## begin RECORDS

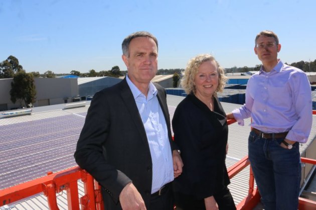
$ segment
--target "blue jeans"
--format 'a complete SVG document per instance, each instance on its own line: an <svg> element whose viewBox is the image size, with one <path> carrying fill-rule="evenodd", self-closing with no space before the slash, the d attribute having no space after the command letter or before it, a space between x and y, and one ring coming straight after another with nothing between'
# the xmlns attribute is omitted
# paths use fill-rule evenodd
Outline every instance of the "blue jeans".
<svg viewBox="0 0 316 210"><path fill-rule="evenodd" d="M249 158L261 202L266 210L297 210L301 166L299 144L291 150L284 138L262 138L254 132L248 139Z"/></svg>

## end RECORDS

§ **GIVEN PROBLEM**:
Could you format every line of the records above as a JSON list of strings, one string per line, leaving out blank lines and the pictures?

§ **FULL ANSWER**:
[
  "$ segment",
  "--target \"blue jeans\"",
  "--format 'a complete SVG document per instance, each instance on its own line: an <svg> element whose viewBox is the image size, with one <path> carrying fill-rule=\"evenodd\", self-closing with no space before the slash, the d attribute having no space after the command letter or before it, a space between x and y, and one ring coming straight after another with nothing between'",
  "# the xmlns attribute is omitted",
  "# paths use fill-rule evenodd",
  "Outline every instance of the \"blue jeans\".",
  "<svg viewBox=\"0 0 316 210\"><path fill-rule=\"evenodd\" d=\"M249 158L261 202L266 210L297 210L301 166L299 144L291 150L284 138L262 138L254 132L248 139Z\"/></svg>"
]